→ **PROBLEM DESCRIPTION**:
Print, exactly and completely, every entry in the data.

→ **RECORDS FOR PROCESSING**:
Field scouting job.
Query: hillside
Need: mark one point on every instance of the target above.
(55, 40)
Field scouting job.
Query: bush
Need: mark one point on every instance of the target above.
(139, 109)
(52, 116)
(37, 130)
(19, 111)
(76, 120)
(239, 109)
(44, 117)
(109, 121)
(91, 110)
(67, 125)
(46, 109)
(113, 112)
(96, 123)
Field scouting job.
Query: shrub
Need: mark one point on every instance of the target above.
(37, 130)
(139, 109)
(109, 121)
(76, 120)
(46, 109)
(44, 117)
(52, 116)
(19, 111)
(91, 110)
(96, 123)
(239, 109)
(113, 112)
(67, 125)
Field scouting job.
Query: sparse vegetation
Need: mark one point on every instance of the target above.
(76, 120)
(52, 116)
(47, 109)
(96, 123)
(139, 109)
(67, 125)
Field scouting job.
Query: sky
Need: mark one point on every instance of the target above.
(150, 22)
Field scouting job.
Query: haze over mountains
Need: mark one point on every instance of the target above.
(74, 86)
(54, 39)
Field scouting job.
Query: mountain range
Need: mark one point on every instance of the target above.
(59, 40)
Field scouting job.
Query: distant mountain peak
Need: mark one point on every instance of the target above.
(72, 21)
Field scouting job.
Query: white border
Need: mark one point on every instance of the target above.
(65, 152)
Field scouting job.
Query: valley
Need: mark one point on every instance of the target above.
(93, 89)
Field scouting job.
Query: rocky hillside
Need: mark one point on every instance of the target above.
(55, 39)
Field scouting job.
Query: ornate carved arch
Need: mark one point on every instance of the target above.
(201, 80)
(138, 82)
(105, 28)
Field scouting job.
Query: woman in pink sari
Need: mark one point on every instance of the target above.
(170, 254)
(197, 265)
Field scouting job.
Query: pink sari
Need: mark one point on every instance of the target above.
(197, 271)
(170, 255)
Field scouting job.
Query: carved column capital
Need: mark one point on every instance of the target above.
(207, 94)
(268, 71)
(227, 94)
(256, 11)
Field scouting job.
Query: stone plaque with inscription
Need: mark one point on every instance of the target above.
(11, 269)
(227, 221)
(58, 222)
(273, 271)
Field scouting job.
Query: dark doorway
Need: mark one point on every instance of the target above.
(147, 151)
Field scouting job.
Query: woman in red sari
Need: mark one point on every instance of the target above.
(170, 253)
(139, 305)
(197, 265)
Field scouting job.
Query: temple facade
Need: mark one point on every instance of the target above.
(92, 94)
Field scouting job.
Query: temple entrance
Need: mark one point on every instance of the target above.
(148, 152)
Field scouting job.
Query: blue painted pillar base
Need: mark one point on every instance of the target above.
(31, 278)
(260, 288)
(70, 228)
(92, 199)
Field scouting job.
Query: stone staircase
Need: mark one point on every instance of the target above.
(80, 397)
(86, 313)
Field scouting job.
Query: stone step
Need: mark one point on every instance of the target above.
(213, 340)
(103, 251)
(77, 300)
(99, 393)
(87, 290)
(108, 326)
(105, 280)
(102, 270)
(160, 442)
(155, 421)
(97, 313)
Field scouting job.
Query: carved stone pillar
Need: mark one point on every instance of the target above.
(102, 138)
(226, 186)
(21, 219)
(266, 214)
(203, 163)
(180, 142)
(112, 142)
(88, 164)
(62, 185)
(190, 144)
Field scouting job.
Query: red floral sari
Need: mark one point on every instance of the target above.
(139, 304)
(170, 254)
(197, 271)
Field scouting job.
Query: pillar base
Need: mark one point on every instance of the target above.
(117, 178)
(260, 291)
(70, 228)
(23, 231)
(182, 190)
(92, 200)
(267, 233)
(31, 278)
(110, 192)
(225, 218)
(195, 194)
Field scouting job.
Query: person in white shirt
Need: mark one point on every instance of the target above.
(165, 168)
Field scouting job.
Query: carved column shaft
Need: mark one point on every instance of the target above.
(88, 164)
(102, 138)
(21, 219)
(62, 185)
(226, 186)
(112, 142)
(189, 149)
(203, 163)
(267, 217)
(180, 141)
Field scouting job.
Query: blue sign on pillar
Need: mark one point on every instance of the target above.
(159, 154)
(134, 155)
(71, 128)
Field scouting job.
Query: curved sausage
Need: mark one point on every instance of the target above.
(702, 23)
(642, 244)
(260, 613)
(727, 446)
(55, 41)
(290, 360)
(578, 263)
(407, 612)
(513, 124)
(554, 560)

→ **THE COMPLETED TASK**:
Field scouting job.
Query: hillside
Need: mark one point on every instance of the target above.
(55, 40)
Field scouting job.
Query: bush
Need: mark one point on every instance of the target above.
(139, 109)
(52, 116)
(37, 130)
(19, 111)
(76, 120)
(239, 109)
(44, 117)
(109, 121)
(91, 110)
(67, 125)
(46, 109)
(113, 112)
(96, 123)
Field scouting job.
Query: shrub
Need: mark one point on every instance of the target above.
(37, 130)
(139, 109)
(109, 121)
(76, 120)
(46, 109)
(44, 117)
(52, 116)
(19, 111)
(91, 110)
(96, 123)
(239, 109)
(113, 112)
(67, 125)
Field scouting job.
Query: sparse vegetation
Need: mark one point on every instance of the target above.
(76, 120)
(52, 116)
(47, 109)
(96, 123)
(139, 109)
(67, 125)
Field scouting job.
Query: sky
Need: mark one point on every instance of the target above.
(150, 22)
Field scouting job.
Query: haze over mountains
Need: mark one point on every instance of the target above.
(74, 86)
(54, 39)
Field scouting job.
Query: mountain range
Need: mark one point on every instance of the target above.
(59, 40)
Field scouting job.
Query: distant mountain peak
Need: mark one point on every instance of the target above.
(72, 21)
Field scouting job.
Query: white border
Need: mark one point on every instance of the target above.
(65, 152)
Field scouting job.
Query: valley
Need: mark one point on every instance of the target above.
(93, 89)
Field scouting job.
Query: rocky hillside
Need: mark one point on every instance of the target above.
(55, 39)
Field scouting job.
Query: ornate carved arch
Need: mark one point on every instance of the target above.
(201, 80)
(138, 82)
(105, 28)
Field scouting job.
Query: woman in pink sari
Need: mark one point on every instance of the target above.
(170, 254)
(197, 265)
Field scouting job.
Query: pink sari
Need: mark one point on every instance of the target above.
(197, 271)
(170, 255)
Field scouting job.
Query: carved column capital
Need: mark one point on every instance of the target above.
(207, 94)
(268, 71)
(227, 94)
(256, 11)
Field scouting job.
Query: stone plaque with inscription
Need: mark one point on every instance of the target above.
(11, 269)
(227, 221)
(58, 222)
(273, 271)
Field scouting job.
Query: dark doorway
Need: mark one point on every instance of the target above.
(147, 151)
Field scouting job.
Query: woman in red sari
Need: mark one point on every instance of the target above.
(170, 253)
(139, 305)
(197, 265)
Field scouting job.
Query: temple facade
Need: mark one point on every instance of the target above.
(92, 94)
Field scouting job.
Query: temple entrance
Need: mark one point on every instance of the target above.
(148, 152)
Field scouting job.
Query: blue painted pillar base
Need: mark one point on every instance of the target above.
(31, 278)
(260, 288)
(70, 228)
(92, 199)
Field scouting job.
Query: stone staircase
Need: mark one point on every instance of the target above.
(80, 397)
(86, 313)
Field scouting job.
Query: stone step
Need: mark one point on every instance of the target above.
(213, 340)
(103, 251)
(77, 300)
(99, 393)
(87, 290)
(108, 326)
(105, 280)
(102, 270)
(160, 442)
(155, 421)
(97, 313)
Field scouting job.
Query: carved stone pillar
Need: mark one point on every instance of the target above.
(102, 138)
(226, 186)
(21, 219)
(266, 214)
(203, 163)
(180, 142)
(112, 142)
(88, 164)
(62, 185)
(190, 144)
Field scouting job.
Query: red floral sari
Need: mark one point on every instance of the target above.
(139, 304)
(170, 254)
(197, 271)
Field scouting job.
Query: pillar base
Need: mark one point on every instance of the target above.
(117, 178)
(260, 291)
(70, 228)
(23, 231)
(182, 190)
(92, 200)
(267, 233)
(31, 278)
(110, 192)
(225, 218)
(195, 194)
Field scouting job.
Query: person in white shirt
Need: mark one point on every instance of the target above.
(165, 168)
Field scouting job.
Query: carved column shaft
Need: mark one point on every instance of the target above.
(88, 164)
(102, 138)
(21, 219)
(62, 185)
(226, 186)
(112, 142)
(189, 149)
(203, 163)
(267, 217)
(180, 141)
Field scouting job.
Query: blue sign on pillar
Need: mark one point on every instance of the target above.
(159, 154)
(134, 155)
(71, 128)
Field scouting job.
Query: curved sausage
Need: mark one point on every instance of the target above.
(702, 23)
(642, 244)
(260, 613)
(727, 446)
(55, 41)
(290, 360)
(578, 263)
(407, 612)
(513, 124)
(554, 560)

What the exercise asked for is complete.